Instrumentation in petrochemical industries
Instrumentation is used to monitor and control the process plant in the oil, gas and petrochemical industries. Instrumentation comprises sensor elements, signal transmitters, controllers, indicators and alarms, actuated valves, logic circuits and operator interfaces.
An outline of key instrumentation is shown on Process Flow Diagrams (PFD) which indicate the principal equipment and the flow of fluids in the plant. Piping and Instrumentation Diagrams (P&ID) provide details of all the equipment (vessels, pumps, etc), piping and instrumentation on the plant in a symbolic and diagrammatic form.
The elements of instrumentation
Instrumentation includes sensing devices to measure process parameters such as pressure, temperature, liquid level, flow, velocity, composition, density, weight; and mechanical and electrical parameters such as vibration, position, power, current and voltage.[1]
The measured value of a parameter can be displayed and recorded either locally and/or in a control room. If the measured variable exceeds pre-defined limits an alarm may be provided to warn the operating personnel of a potential problem. Automatic executive action can also be taken by the instrumentation to close or open shutdown valves and dampers, or to trip (stop) pumps and compressors.[2]
Correct operation of the petrochemical process plant is achieved through the action of control loops.[1] These automatically maintain and control the pressure, temperature, liquid level and flowrate of fluid in vessels and piping. Such control loops generally work by comparing the measured value of a parameter on the plant, eg. pressure, with a pre-determined set point. Any difference between the measured variable and the set point generates a signal which is used to modulate the position of a control valve (the final element) to maintain the measured variable at the set point.

RECORD SET =
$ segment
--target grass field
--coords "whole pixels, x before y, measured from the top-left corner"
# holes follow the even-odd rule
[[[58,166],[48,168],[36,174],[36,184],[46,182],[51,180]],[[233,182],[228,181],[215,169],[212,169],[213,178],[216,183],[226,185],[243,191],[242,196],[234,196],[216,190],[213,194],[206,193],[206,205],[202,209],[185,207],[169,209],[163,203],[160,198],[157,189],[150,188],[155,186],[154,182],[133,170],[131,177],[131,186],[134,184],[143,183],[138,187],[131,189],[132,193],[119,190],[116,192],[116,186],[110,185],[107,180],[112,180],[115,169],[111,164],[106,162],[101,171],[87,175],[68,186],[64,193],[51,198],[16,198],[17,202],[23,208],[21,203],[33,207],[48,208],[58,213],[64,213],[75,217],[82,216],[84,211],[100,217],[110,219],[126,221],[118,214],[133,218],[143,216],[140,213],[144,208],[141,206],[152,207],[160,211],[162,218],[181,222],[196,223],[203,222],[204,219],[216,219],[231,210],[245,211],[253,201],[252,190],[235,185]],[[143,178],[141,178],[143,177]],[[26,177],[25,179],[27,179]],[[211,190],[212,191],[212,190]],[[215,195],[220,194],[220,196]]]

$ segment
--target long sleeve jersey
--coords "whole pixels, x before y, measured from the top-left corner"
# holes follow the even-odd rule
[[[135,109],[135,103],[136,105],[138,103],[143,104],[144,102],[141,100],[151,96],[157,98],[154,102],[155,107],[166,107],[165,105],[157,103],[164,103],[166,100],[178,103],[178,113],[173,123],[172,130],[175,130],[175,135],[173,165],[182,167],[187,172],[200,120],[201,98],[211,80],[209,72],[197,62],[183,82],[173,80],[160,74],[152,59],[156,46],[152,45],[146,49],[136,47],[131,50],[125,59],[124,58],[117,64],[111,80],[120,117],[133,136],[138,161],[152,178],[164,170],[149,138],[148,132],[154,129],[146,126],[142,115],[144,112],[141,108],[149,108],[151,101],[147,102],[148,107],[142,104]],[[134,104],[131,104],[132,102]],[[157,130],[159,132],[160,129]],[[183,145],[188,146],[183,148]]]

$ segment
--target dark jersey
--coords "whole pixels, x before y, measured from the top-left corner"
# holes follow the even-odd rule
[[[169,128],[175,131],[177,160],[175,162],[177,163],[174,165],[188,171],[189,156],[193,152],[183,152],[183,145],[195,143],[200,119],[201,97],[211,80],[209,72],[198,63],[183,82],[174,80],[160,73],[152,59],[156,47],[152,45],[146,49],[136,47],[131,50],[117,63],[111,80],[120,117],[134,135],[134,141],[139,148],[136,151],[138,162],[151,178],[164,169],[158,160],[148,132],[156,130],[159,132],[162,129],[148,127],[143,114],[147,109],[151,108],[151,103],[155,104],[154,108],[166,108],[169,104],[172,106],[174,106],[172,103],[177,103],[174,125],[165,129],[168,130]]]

WORK INSTRUCTIONS =
1. According to the instrumentation text, what do Process Flow Diagrams indicate?
2. Recast the paragraph of the instrumentation text that opens with "The measured value of a parameter" as a short bulleted list that keeps its main facts.
3. List every mechanical and electrical parameter that the instrumentation text names as measured by sensing devices.
The listing comes from a separate source and is unrelated to the instrumentation text.

RESPONSES IN ORDER =
1. They indicate the principal equipment and the flow of fluids in the plant.

2.
- A parameter's measured value can be displayed and recorded locally, in a control room, or both.
- An alarm may warn operating personnel of a potential problem when the measured variable exceeds pre-defined limits.
- Instrumentation can also take automatic executive action: closing or opening shutdown valves and dampers, or tripping (stopping) pumps and compressors.

3.
- Vibration
- Position
- Power
- Current
- Voltage